* [Exercise requirements] State how many lines in these records contain the word "muddy", and nothing else.
##### Information provided #####
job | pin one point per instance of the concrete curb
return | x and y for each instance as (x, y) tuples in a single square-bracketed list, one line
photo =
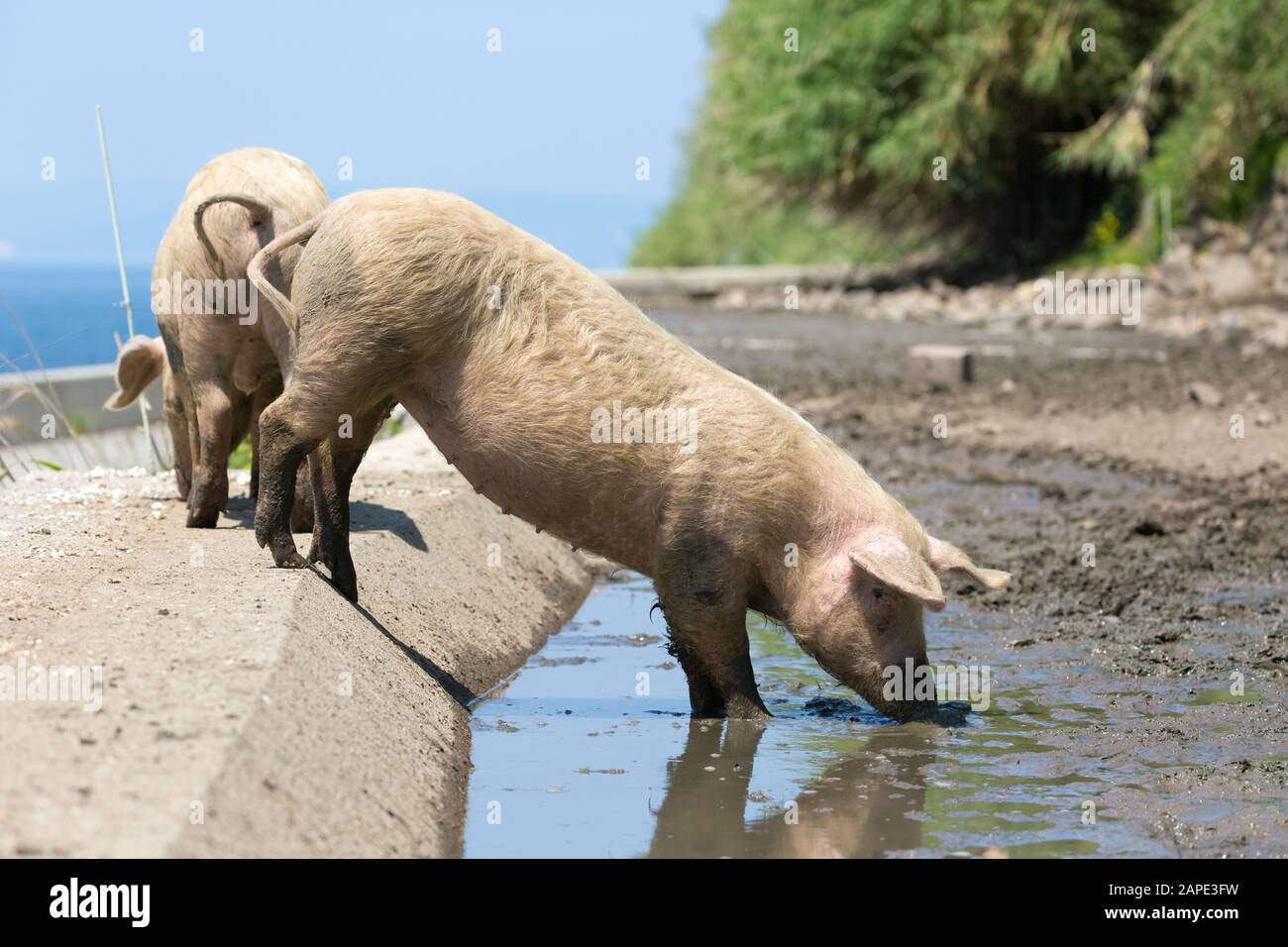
[(250, 710)]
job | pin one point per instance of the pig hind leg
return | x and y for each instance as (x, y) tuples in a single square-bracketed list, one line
[(301, 510), (331, 468), (707, 620), (209, 493), (288, 431)]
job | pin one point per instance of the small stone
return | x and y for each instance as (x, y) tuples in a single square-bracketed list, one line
[(941, 365), (1203, 394)]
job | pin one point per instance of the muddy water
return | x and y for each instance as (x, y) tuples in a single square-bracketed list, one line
[(589, 750)]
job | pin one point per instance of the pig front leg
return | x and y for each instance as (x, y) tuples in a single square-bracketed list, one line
[(708, 637), (331, 470), (282, 450), (209, 493)]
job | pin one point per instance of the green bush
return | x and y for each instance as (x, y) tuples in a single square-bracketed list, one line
[(827, 154)]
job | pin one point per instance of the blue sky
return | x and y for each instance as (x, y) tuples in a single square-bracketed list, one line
[(546, 132)]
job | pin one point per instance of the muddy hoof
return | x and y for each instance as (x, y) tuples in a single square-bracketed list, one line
[(287, 558), (344, 579), (301, 519)]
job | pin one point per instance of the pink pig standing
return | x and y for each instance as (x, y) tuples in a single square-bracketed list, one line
[(511, 356)]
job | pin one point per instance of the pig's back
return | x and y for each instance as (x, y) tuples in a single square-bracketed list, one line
[(527, 368)]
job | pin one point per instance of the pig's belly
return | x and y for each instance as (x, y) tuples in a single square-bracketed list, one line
[(554, 479)]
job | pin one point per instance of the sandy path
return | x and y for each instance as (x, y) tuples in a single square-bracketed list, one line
[(249, 710)]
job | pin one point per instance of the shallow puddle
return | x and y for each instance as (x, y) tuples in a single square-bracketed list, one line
[(589, 751)]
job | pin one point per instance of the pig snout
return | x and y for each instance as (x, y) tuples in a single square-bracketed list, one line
#####
* [Result] 2